Reproduce every one of the records below word for word.
** begin **
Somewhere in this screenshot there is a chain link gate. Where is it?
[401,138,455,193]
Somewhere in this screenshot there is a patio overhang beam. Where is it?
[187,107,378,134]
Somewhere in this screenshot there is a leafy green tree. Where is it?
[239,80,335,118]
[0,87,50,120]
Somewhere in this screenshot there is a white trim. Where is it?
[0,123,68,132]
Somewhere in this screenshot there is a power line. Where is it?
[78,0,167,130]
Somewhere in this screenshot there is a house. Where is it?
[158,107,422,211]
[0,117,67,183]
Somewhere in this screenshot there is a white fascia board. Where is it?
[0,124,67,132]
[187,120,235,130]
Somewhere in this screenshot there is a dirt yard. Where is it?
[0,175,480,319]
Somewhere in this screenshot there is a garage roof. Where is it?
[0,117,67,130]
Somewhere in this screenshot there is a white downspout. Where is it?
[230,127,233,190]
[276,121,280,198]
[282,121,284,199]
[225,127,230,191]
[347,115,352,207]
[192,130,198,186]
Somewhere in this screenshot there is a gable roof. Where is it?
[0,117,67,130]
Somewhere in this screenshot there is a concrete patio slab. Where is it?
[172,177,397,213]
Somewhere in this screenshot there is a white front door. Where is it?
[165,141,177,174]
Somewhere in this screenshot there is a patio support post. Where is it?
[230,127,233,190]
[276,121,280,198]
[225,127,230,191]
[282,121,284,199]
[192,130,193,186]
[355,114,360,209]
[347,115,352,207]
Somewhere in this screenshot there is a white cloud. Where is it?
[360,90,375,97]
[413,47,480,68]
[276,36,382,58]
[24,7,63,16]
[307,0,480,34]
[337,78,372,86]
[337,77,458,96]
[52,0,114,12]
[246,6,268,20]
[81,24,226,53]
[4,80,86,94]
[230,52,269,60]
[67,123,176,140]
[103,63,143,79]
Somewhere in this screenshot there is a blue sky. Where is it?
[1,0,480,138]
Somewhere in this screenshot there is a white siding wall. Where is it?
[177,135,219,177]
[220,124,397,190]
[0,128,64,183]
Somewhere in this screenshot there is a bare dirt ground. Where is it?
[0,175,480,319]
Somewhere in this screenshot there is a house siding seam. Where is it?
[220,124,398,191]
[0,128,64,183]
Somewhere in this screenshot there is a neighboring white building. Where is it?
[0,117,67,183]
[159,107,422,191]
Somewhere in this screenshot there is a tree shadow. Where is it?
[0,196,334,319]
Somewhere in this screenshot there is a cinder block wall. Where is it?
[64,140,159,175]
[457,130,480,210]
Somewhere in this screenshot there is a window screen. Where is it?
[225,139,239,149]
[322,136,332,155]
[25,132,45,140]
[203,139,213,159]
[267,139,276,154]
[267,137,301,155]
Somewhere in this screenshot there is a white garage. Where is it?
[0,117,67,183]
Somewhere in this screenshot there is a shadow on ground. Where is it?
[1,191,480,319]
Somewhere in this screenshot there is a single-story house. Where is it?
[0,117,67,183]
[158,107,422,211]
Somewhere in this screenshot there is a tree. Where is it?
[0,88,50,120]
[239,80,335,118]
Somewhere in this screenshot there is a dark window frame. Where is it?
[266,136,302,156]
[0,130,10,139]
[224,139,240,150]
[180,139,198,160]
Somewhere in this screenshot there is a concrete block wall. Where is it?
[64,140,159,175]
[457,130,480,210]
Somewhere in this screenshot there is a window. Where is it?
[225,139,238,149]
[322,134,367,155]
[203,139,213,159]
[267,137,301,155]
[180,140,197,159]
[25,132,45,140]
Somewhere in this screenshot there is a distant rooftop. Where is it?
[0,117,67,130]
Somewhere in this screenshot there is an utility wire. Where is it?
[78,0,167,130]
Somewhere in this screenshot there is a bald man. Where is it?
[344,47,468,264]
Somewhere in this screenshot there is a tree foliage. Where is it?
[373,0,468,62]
** end **
■ Task solution ■
Somewhere in this screenshot there is a chain link gate. Where is it?
[401,138,455,193]
Somewhere in this screenshot there is a patio overhang beam. Where is it?
[187,107,378,134]
Somewhere in this screenshot there is a leafy green tree. Where is it?
[239,80,335,118]
[0,87,50,120]
Somewhere in this screenshot there is a white trim. Where is it?
[0,123,68,132]
Somewhere in this screenshot there is a power line. Where is it?
[78,0,167,130]
Somewhere in this screenshot there is a house. Where is it?
[158,107,422,211]
[0,117,67,183]
Somewhere in this screenshot there is a white fascia board. Where is it?
[0,124,67,132]
[187,120,235,130]
Somewhere in this screenshot there is a dirt yard. Where is it?
[0,175,480,319]
Somewhere in this screenshot there is a garage roof. Where is it?
[0,117,67,130]
Somewhere in this screenshot there is a white downspout. Where is it?
[230,127,233,190]
[276,121,280,198]
[282,121,284,199]
[225,127,230,191]
[347,115,352,207]
[192,130,198,186]
Somewhere in this screenshot there is a gable roof. Where is it?
[0,117,67,130]
Somewhere in this screenshot there is a concrete patio slab. Where is it?
[172,177,397,213]
Somewhere in this screenshot there is a white front door. Where is it?
[165,141,177,174]
Somewhere in this screenshot there is a patio support post. Where is it?
[230,127,233,190]
[276,121,280,198]
[225,127,230,191]
[282,121,284,199]
[192,130,193,186]
[355,114,360,209]
[347,115,352,207]
Somewhere in this screenshot there is a white cloud. Where is it?
[360,90,375,97]
[413,47,480,68]
[276,36,382,58]
[24,7,63,16]
[307,0,480,34]
[337,78,372,86]
[337,77,458,96]
[52,0,114,12]
[246,6,268,20]
[81,24,226,53]
[4,80,86,94]
[230,52,269,60]
[67,123,176,140]
[103,63,143,79]
Somewhere in this screenshot there is a blue sky. Where is it?
[1,0,480,138]
Somewhere in this screenshot there is a white siding wall. Where is it?
[177,135,219,177]
[220,124,397,190]
[0,128,64,183]
Somewhere in this screenshot there is a bare dirt ground. Where is it?
[0,175,480,319]
Somewhere in this screenshot there is a house siding seam. Where is it?
[220,124,398,191]
[0,128,64,183]
Somewhere in this screenshot there is a neighboring white building. Where is it?
[0,117,67,183]
[159,107,422,191]
Somewhere in this screenshot there is a tree shadow. Where is it?
[0,196,334,319]
Somewhere in this screenshot there is a cinder block wall. Where is it?
[64,140,159,175]
[457,130,480,210]
Somewhere in this screenshot there is a window screen. Where is it?
[225,139,239,149]
[322,136,332,155]
[25,132,45,140]
[203,139,213,159]
[267,139,276,154]
[267,137,301,155]
Somewhere in this screenshot there is a white garage. Where is it?
[0,117,67,183]
Somewhere in this screenshot there is a shadow on ground. Where is it?
[1,191,480,319]
Somewhere in this screenshot there is a single-story house. Where is it?
[0,117,67,183]
[158,107,422,211]
Somewhere in this screenshot there is a tree. Where is it?
[0,88,50,120]
[239,80,335,118]
Somewhere in this screenshot there is a dark window frame. Where is it?
[266,136,302,156]
[0,130,10,139]
[224,139,240,150]
[180,139,198,160]
Somewhere in this screenshot there is a concrete block wall. Where is it?
[64,140,159,175]
[457,130,480,210]
Somewhere in this screenshot there is a window. Where is it?
[225,139,238,149]
[322,134,367,155]
[203,139,213,159]
[267,137,301,155]
[180,140,197,159]
[25,132,45,140]
Somewhere in this screenshot there is a distant rooftop. Where is it?
[0,117,67,130]
Somewhere in this screenshot there is an utility wire. Where is it?
[78,0,167,130]
Somewhere in this screenshot there is a bald man. Where is it?
[344,47,468,264]
Somewhere in this screenshot there is a tree foliage. Where is it?
[373,0,468,62]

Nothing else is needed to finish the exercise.